## Extrait

Les trésors monétaires des maisons de tolérance
Qu’on les appelle « monnaies de maisons closes », de « maisons de Société » ou, plus trivialement, « jetons de bordel », il s’agit bien de la « monnaie de singe » ou des jetons qui avaient cours dans les maisons de tolérance jusqu’en 1946, année de leur fermeture officielle.
Collection « confidentielle » ou « secrète » par excellence, les jetons et monnaies de tolérance comptent pourtant plusieurs dizaines d’amateurs « connus » en France. L’un d’entre eux, Michel Paynat, a décidé de passer outre cette pudeur en leur consacrant un ouvrage de référence très détaillé, agrémenté de cotes et d’anecdotes — « Monnaies et Jetons des maisons de tolérance en France et anciennes colonies » publié aux Editions ACJM[1] — et en nous accordant cette interview.
Ancien directeur d’agence bancaire et féru de numismatique, il étudie ces passionnants jetons et monnaies depuis plus de 20 ans.
« Bien sûr que parler de ces choses met beaucoup de collectionneurs mal à l’aise ! » Confirme-t-il en riant. « Il s’agit pourtant, qu’on le veuille ou non, d’un morceau de notre histoire et de témoignages vivants d’une certaine façon de vivre de l’époque. En effectuant des recherches sur ce type de monnaies et de jetons, on plonge dans le passé le plus intime de nos aïeux, certains, d’ailleurs, fort considérés, ce qui est très amusant. »
Car, faut-il le rappeler, Edmond de Goncourt, Zola, Hugo ou Maupassant qui, d’après certains, ne pouvaient traverser une ville sans en visiter les maisons closes, n’éprouvaient, à l’instar de nos plus lointains ancêtres, aucune gêne à aborder un sujet aussi sensible que celui des maisons de plaisir, quel que puisse être ce dernier…
Et puisqu’il faut bien replacer ces petits trésors monétaires dans leur contexte pour apprendre à les connaître, ou en saisir toute la cocasserie, je laisserai moi aussi ma pudeur de côté pour quelques instants.

## Consigne a
Transforme en liste JSON de chaînes les lignes de la liste ci-dessous, de la ligne contenant « Where can you spot the rocky » jusqu'à celle contenant « Where can you spot the broken », bornes comprises. Mets une chaîne par ligne et omets les lignes vides.
L'extrait et la liste sont sans rapport l'un avec l'autre.

## Liste source
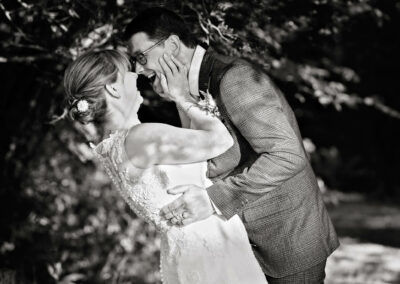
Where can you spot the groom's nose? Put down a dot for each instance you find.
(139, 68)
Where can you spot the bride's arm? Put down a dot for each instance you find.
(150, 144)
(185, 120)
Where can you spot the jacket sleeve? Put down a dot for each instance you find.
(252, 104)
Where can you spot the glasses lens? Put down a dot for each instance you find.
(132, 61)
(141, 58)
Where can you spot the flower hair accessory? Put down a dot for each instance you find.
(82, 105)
...
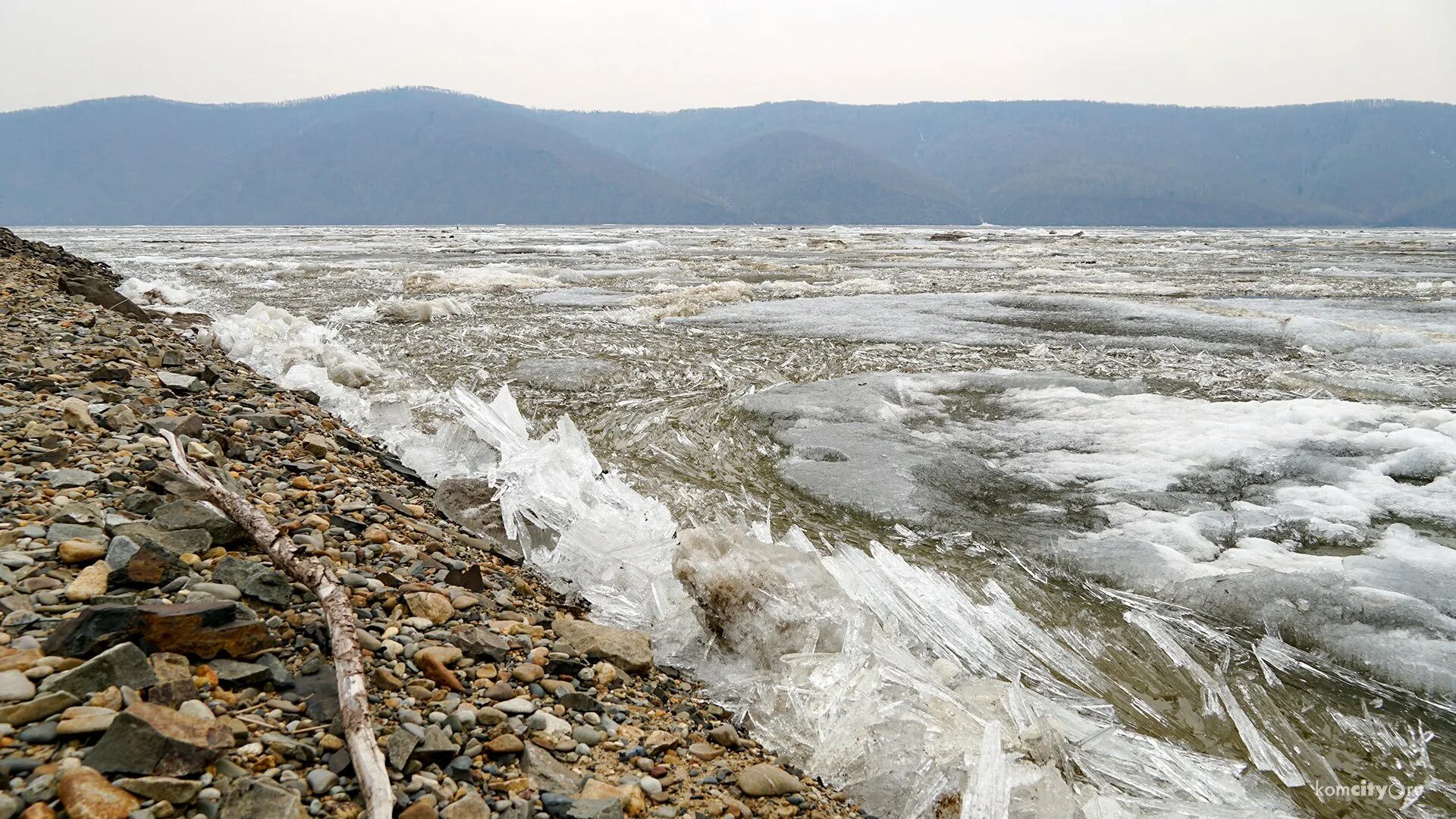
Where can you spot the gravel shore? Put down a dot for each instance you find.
...
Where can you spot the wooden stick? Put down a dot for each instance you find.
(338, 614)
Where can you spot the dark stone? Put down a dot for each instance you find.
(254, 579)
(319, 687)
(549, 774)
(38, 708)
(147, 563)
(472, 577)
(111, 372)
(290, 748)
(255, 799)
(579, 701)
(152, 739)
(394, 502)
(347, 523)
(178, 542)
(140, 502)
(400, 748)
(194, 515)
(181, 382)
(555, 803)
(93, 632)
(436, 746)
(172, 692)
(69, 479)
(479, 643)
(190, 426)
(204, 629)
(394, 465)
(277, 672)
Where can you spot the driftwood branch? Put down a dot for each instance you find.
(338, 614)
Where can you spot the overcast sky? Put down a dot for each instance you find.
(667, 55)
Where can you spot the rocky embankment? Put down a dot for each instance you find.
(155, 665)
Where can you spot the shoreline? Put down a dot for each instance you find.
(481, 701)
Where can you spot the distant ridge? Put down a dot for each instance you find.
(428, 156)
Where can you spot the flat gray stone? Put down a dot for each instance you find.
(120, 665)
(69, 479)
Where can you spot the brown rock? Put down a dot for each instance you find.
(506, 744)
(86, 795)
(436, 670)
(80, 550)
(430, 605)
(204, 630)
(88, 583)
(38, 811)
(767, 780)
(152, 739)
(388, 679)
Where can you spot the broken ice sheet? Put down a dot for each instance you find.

## Consigne b
D'après l'extrait, en quelle année les maisons de tolérance ont-elles été officiellement fermées ?

## Réponse attendue a
[
  "Where can you spot the rocky embankment? Put down a dot for each instance you find.",
  "(155, 665)",
  "Where can you spot the shoreline? Put down a dot for each instance you find.",
  "(481, 701)",
  "Where can you spot the distant ridge? Put down a dot for each instance you find.",
  "(428, 156)",
  "Where can you spot the flat gray stone? Put down a dot for each instance you find.",
  "(120, 665)",
  "(69, 479)",
  "Where can you spot the brown rock? Put down a dot for each instance you find.",
  "(506, 744)",
  "(86, 795)",
  "(436, 670)",
  "(80, 550)",
  "(430, 605)",
  "(204, 630)",
  "(88, 583)",
  "(38, 811)",
  "(767, 780)",
  "(152, 739)",
  "(388, 679)",
  "Where can you spot the broken ice sheet? Put down a dot for each instance you find."
]

## Réponse attendue b
En 1946.